● **Source data**
......

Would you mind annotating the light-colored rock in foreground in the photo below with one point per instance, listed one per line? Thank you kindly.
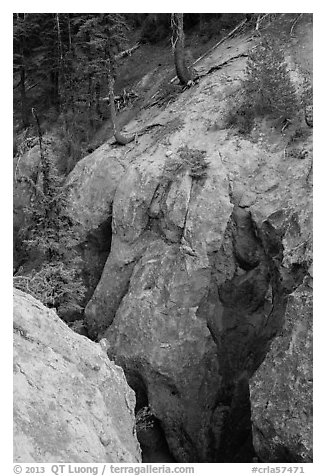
(71, 404)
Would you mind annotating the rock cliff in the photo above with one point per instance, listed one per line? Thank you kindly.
(71, 404)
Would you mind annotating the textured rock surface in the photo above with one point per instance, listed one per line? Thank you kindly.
(93, 184)
(71, 404)
(196, 283)
(25, 167)
(281, 390)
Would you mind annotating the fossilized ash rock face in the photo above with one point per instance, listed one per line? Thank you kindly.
(71, 404)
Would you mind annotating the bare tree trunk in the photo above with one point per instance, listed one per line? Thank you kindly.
(178, 38)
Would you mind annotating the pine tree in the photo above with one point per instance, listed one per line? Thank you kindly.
(50, 238)
(268, 85)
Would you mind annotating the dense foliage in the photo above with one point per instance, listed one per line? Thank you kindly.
(60, 68)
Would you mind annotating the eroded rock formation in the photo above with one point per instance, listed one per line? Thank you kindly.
(71, 403)
(281, 390)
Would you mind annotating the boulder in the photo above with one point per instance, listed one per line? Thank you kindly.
(71, 404)
(281, 389)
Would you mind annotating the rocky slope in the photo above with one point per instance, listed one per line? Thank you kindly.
(71, 404)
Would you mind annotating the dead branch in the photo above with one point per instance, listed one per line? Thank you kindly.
(215, 46)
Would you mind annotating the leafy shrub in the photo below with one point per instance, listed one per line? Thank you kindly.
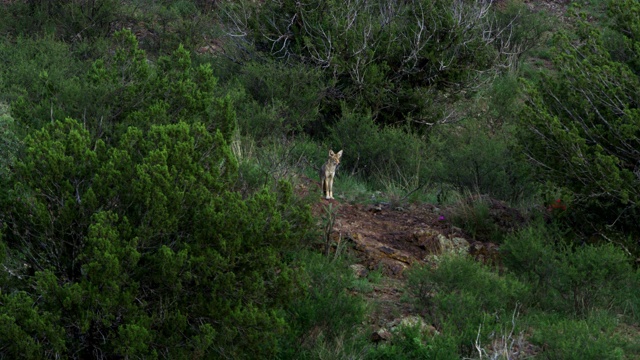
(590, 338)
(385, 155)
(410, 343)
(572, 279)
(464, 299)
(476, 157)
(327, 312)
(139, 249)
(580, 124)
(70, 20)
(278, 100)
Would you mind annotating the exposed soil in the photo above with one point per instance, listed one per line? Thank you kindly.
(391, 239)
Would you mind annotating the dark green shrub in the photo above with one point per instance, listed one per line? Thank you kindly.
(139, 249)
(580, 123)
(384, 155)
(590, 338)
(327, 312)
(278, 100)
(465, 300)
(573, 279)
(473, 156)
(410, 343)
(69, 20)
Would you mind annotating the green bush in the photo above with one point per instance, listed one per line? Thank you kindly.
(573, 279)
(410, 343)
(139, 249)
(465, 299)
(69, 20)
(384, 155)
(327, 312)
(474, 156)
(580, 122)
(591, 338)
(278, 100)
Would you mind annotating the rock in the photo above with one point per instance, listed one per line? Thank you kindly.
(359, 270)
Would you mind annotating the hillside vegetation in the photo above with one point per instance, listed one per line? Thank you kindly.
(158, 161)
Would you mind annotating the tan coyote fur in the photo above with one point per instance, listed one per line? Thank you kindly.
(328, 172)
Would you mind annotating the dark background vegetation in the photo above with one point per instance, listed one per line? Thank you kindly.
(149, 152)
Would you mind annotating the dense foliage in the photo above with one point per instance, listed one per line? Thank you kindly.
(154, 158)
(582, 120)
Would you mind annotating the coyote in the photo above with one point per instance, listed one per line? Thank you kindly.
(328, 172)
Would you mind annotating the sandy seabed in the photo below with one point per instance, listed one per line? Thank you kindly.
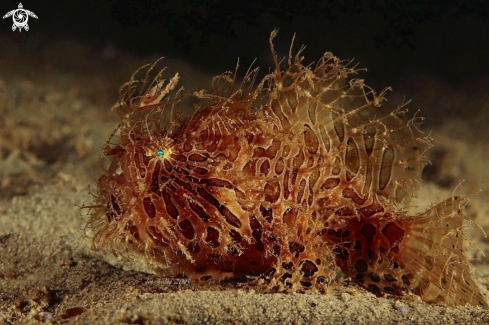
(55, 118)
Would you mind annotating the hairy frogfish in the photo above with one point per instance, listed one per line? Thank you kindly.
(286, 181)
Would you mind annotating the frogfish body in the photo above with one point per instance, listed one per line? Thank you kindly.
(289, 182)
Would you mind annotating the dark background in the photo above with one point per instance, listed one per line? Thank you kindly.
(446, 40)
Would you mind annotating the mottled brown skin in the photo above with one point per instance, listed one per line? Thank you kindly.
(285, 183)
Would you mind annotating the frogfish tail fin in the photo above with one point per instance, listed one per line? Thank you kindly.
(434, 257)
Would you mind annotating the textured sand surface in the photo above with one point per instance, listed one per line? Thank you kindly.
(54, 119)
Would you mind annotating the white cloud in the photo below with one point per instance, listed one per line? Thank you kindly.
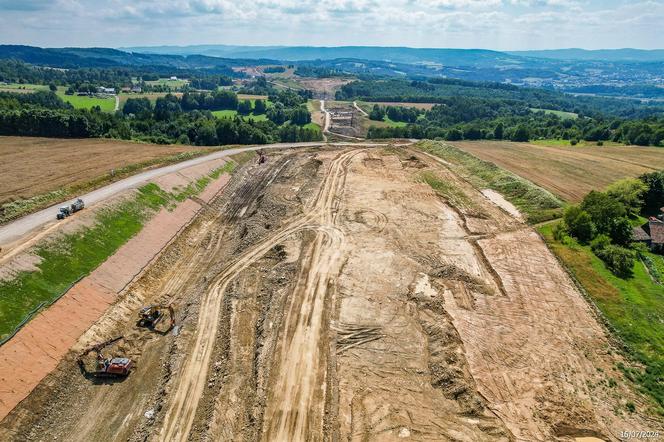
(498, 24)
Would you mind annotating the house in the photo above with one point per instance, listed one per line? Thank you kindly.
(656, 234)
(651, 233)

......

Skip all pictures. Copy exactly the lines from the one containing "Would you mind annotating the sandy" through the end of the records, both ends included.

● **Exercise response**
Would you mind annotating the sandy seabed in the photo below with one point per instance, listed one per line? Thank you kindly.
(55, 118)
Would you mind annotating the hairy frogfish in the photo above with one point per instance, listed one per line? Thank you kindly.
(286, 181)
Would you mind annotating the frogfish body in the photo above with one point per instance, listed one per line? Thank you kindly.
(289, 182)
Would you mind annotating the dark background in the photo above with one point per instance, listed one per line? Thank you kindly.
(446, 40)
Would you mind annotating the mottled brown skin in the photo above with one point per instance, listed one per line? Thank you kindly.
(285, 183)
Would you mind annotating the frogfish tail fin in the photo above with one point per instance, listed one per line? Thank you kindly.
(434, 257)
Would you mind annotating the textured sand surface in the photo above with one point per instance, listed one per line? Thank you kindly.
(54, 119)
Would you mind annotating the white cloud in the photo below with one point per instance, listed one per line? Thank you kindly.
(498, 24)
Would you mind annotating the house in the photo above with one point per instance, listed one per line? Thank you kindly.
(656, 234)
(651, 233)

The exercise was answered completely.